What needs to be done - Lines with "instance" in them are to be located in the listing below and copied.

╭─ Material supplied

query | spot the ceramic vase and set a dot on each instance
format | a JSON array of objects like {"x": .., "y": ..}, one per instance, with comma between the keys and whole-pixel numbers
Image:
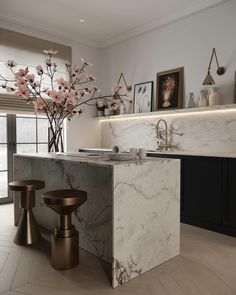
[
  {"x": 214, "y": 97},
  {"x": 190, "y": 100}
]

╰─

Expected output -
query | spot the ceramic vase and set a dot on each instance
format | a JSON array of objects like {"x": .., "y": ..}, one per instance, with comma between the keys and whole-pixel numbers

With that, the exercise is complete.